Supplied text:
## Begin

Anyway, based on what blogger Zeevi advises in this article, I think he would agree with that narrower objective.

Here are some excerpts and comments on his advice:

1. Understand Market Trends in Social Media
You should always check out what topics are hot on social media. You might be writing an article about a product, service, fiction or nonfiction. Regardless of what it is, it will need to be relevant today, or on the verge of being important tomorrow. ...
To me, that advice makes the point I was making above but from a different angle. It requires us as writers to find out the particular topics (about communication, writing and creatively, in my case) that our regular or potential readers want to read about now ... or tomorrow. 
2. Write Longer In-depth Content
In a study of the New York Times' most emailed list, data showed that longer content is more likely to get shared. This doesn't mean you need to stuff your content with filler, but obviously the more context provided by you, the more valuable the piece becomes to others. 
I was pleasantly surprised to read this that advice. I've read some other advice about blogging that that says articles should be short, that Web content in general should be short. While I am an advocate for clear, concise writing (or plain language) that carefully drops needless words, phrases and information, writers must make those decisions with their readers' needs in mind.

## End

Objectives:
1 – In the text on blogging advice, what did the study of the New York Times' most emailed list show?
2 – Write the next few sentences of the text on blogging advice, picking up right after its last sentence.
The data that comes next is separate material, unrelated to the text on blogging advice.

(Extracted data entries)
## Begin

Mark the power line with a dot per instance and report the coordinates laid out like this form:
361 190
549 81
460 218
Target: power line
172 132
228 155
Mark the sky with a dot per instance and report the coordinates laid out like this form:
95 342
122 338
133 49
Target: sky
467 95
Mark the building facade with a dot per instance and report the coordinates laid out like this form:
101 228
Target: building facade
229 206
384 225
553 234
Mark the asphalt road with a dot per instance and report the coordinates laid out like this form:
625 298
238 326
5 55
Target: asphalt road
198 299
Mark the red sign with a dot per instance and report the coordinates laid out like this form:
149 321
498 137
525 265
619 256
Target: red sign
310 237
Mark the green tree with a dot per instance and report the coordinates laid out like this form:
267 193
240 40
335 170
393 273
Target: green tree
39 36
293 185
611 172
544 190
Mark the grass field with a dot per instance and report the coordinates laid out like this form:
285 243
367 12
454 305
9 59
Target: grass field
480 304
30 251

## End

Results of the tasks:
1 – It showed that longer content is more likely to get shared.

2 –
The writer must provide enough information so the targeted readers learn or understand they purpose and key points of an article--and where to go if they want more information or want to react to the information they just read. 

As my blog has developed in the past year, for example, I don't often simply provide a short statement about an article that I'm sharing in this blog--and then link to it. It's more useful to my readers--and to me, to be honest--to study an article or website enough so I can highlight, summarize and comment on key points that mean something to me and, I hope, my readers. Or I provide additional information, advice and resources. 
6. Allow Your Content to be Easily Skimmed ...
Use a thumb image at the top of your articles to make the opening passage easier to digest and encouraging your readers to continue reading further. 
I'm not sure what Zeevi means by a thumb image or how it encourages readers besides providing some aesthetic appeal. I need to look into that. But that said, I agree with the heading. Subheads, bullet points and highlighted words help readers skim articles--and read them carefully, as well. Charts and tables also help!
8. Under Promise and Over Deliver on What You're Writing About ...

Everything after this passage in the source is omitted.